* [DOCUMENT TEXT]:
Not only is Haverim blurring the line between the state of Israel and being Jewish in a way that puts Jewish students at risk of feeling uncomfortable on campus, but in my opinion, they are desecrating the name of Judaism in doing so! That to me feels viscerally unholy and sacrilegious. Judaism is beautiful and wonderful, so why would they frame it as interchangeable with something as ceaselessly violent as occupation? The destruction of Palestinian hospitals is not Jewish. Aggressive and relentless bombing campaigns that lead to mass murder are not Jewish. The demolition of Palestinian schools is not Jewish. Checkpoints and blatant apartheid, even if that word you refuse to use, is not Jewish. Risking the lives of Israeli citizens being held in Gaza is not Jewish.
“Thou shalt not take the name of the Lord thy God in vain; for the Lord will not hold him guiltless that taketh his name in vain…You shall not murder…You shall not steal…You shall not give false testimony against your neighbor,” (Exodus 20:7-16). The Lord will not hold you guiltless, Haverim. Dramatic, I know, but I just had to double down on the morally righteous tone of it all. I am deeply offended by the perpetuation of the notion that the atrocities are not only being committed in the name of Jews, but that those within the community who take a stand against the Israeli war machine are rebuked as “bad Jews.”

* [EXERCISE BRIEF]:
Which Bible passage does the opinion piece on Haverim quote? These entries come from a separate source.

(Segmentation mask data)
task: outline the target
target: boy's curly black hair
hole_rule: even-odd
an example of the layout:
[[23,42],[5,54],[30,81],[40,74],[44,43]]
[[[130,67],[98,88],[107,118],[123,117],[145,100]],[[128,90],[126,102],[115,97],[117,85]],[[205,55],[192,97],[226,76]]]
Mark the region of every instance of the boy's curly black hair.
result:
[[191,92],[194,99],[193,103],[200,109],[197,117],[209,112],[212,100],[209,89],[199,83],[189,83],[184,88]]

* [REPLY TO THE EXERCISE]:
Exodus 20:7-16